> _Exercise prompt_: Please reproduce all of the entries exactly, without omitting any.

Data extracted from a collection:
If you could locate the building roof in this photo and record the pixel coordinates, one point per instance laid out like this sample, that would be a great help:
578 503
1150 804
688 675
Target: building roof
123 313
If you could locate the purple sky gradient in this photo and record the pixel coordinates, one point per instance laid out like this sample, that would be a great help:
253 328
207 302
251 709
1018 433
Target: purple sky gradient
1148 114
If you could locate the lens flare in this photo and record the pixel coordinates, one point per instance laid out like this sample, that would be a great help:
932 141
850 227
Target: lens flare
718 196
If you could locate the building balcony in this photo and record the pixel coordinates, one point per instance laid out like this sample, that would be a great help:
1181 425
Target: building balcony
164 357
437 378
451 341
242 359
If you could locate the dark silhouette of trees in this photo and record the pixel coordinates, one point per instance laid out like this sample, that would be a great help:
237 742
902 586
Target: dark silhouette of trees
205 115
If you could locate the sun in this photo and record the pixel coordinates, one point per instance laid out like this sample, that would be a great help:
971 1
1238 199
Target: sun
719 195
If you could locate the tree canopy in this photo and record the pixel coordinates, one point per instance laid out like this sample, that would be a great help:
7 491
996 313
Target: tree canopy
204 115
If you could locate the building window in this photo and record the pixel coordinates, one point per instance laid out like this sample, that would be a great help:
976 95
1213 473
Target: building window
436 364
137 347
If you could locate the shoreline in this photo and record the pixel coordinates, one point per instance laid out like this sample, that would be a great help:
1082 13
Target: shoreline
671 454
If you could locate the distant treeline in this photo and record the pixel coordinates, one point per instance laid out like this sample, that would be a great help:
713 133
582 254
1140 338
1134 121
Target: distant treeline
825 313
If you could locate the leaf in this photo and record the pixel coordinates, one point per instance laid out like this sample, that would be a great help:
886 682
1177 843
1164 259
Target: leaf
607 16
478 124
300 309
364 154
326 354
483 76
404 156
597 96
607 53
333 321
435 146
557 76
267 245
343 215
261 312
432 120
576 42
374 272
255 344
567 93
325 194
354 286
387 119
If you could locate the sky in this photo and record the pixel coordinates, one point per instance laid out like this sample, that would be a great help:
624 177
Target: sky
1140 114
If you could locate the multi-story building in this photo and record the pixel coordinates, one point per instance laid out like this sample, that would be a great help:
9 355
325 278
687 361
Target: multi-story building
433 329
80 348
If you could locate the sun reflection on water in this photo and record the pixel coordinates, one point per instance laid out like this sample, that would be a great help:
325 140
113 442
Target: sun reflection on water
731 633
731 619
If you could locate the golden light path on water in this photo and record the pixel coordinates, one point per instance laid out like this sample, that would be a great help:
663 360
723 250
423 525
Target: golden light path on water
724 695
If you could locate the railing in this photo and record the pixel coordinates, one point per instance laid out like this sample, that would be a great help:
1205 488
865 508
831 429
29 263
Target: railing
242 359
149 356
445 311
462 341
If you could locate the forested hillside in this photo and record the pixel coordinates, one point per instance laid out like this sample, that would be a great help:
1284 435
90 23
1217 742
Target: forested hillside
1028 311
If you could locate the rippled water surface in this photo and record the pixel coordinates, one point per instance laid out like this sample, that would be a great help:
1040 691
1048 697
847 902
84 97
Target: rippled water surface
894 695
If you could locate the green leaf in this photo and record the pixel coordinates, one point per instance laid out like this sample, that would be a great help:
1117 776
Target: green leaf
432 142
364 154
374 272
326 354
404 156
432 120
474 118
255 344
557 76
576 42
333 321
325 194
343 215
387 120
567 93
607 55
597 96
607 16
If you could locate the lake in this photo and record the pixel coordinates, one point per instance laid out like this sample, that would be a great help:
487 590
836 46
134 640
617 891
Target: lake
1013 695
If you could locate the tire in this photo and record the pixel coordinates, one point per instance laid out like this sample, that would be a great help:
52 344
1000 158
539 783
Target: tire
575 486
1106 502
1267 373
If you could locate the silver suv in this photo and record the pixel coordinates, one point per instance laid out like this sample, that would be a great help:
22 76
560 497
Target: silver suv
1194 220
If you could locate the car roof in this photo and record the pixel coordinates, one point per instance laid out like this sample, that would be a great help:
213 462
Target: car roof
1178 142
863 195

> _Expected answer_:
If you could locate the building roof in this photo and record the pixel coordinates, one point per instance laid out like this sample, that would be a great help:
578 503
1150 804
688 675
Target: building roof
123 313
If you could locate the purple sky gradient in this photo and record the pixel coordinates, one point per instance laid out like this sample, that would be a great help:
253 328
207 302
251 709
1018 433
Target: purple sky gradient
1148 114
If you could locate the lens flare in this photo and record the pixel coordinates, one point per instance laid out like this sample, that would be a great help:
932 141
850 227
Target: lens flare
718 196
If you could locate the building balcony in this photo and record the pixel coordinates, one point per instance laid out like this sample, that would be a great help:
1181 425
Target: building balcony
164 357
437 378
451 341
242 359
If you could locate the dark silhouette of trees in this photo and record the pixel coordinates, one point per instance laid out like this sample, that would be a great help:
237 742
902 586
Target: dark silhouette of trees
205 115
If you could locate the sun in this photo and record the pixel coordinates, one point per instance laid out like this sample, that would be a great help:
971 1
1238 199
Target: sun
719 195
If you could locate the tree canopy in this photo and record the pixel coordinates, one point per instance laid out like this sample, that would be a great help:
7 491
996 313
Target: tree canopy
204 115
If you could locate the building window in this photo and record the pixel coordinates, one point per instance laid out like this sample, that would be a great help:
976 95
1213 473
Target: building window
436 364
137 347
If you could locate the shoreline in this photo and record the pixel coordinates, one point per instance laid out like this sample, that would be a great help:
1082 13
Target: shoreline
671 454
If you could locate the distant treeline in this photo and record the pixel coordinates, one point per instance laid out like this sample, that would be a great help:
713 133
582 254
1140 338
1134 121
Target: distant treeline
825 313
If you could locate the leaf in this photo and record the pixel coordinates, one point per instance laid out like this sample, that would be a great help:
886 682
1177 843
1164 259
Target: leaf
607 16
478 124
300 309
364 154
326 354
483 76
404 156
597 96
607 53
333 321
435 146
557 76
267 245
343 215
261 312
432 120
576 42
374 272
255 344
567 93
325 194
354 286
387 119
If you could locate the sky in this photo and record the pixel coordinates, one point per instance laid out like this sample, that would be a great help:
624 177
Target: sky
1140 114
If you could locate the multi-story building in this photo and record the pixel coordinates, one point per instance laid out like this sample, that would be a great help:
9 355
325 278
687 361
Target: multi-story building
433 329
80 348
If you could locate the sun reflection on water in this photo and record the pixel coordinates, one point per instance laid out like this sample, that would be a great help:
325 140
113 442
Target: sun reflection on water
731 633
731 619
If you could locate the golden light path on water in this photo and record the pixel coordinates, one point per instance laid out like this sample, that would be a great help:
663 360
723 250
423 525
Target: golden light path on water
724 695
If you could locate the railing in this photo and record the pixel coordinates, one point per instance laid out like this sample, that would be a great help:
1205 488
865 508
831 429
29 263
Target: railing
242 359
149 356
445 311
462 341
If you could locate the forested hillside in this photo and record the pixel coordinates, one point per instance laid out like this sample, that would be a great help:
1284 435
90 23
1217 742
Target: forested hillside
1028 311
If you could locate the rippled water surface in this photo and record the pixel coordinates, one point per instance laid out like this sample, that would be a great help:
1040 691
1048 697
847 902
84 97
Target: rippled water surface
894 695
If you could locate the green leaf in this photo and record the pixel coordinates, one point per instance laid out like this sample, that would be a great help:
1117 776
Target: green leaf
432 142
364 154
374 272
326 354
404 156
432 120
474 118
255 344
557 76
576 42
333 321
325 194
343 215
387 120
567 93
607 55
597 96
607 16
If you could locate the lake in this photo and record the pixel coordinates, one point per instance laid out like this sample, that would be a great help:
487 590
836 46
134 640
617 891
Target: lake
1013 695
If you could locate the tire in this photo and record the pixel coordinates, one point per instance laid out like this sample, that would be a great help:
52 344
1000 158
539 783
Target: tire
575 486
1106 502
1267 373
If you could locate the silver suv in this photo and record the pixel coordinates, one point per instance laid out like this sample, that would be a great help:
22 76
560 497
Target: silver suv
1194 220
If you could locate the car roof in this photo and record the pixel coordinates, one point per instance laid out like this sample, that would be a great help:
213 462
Target: car roof
1178 142
863 195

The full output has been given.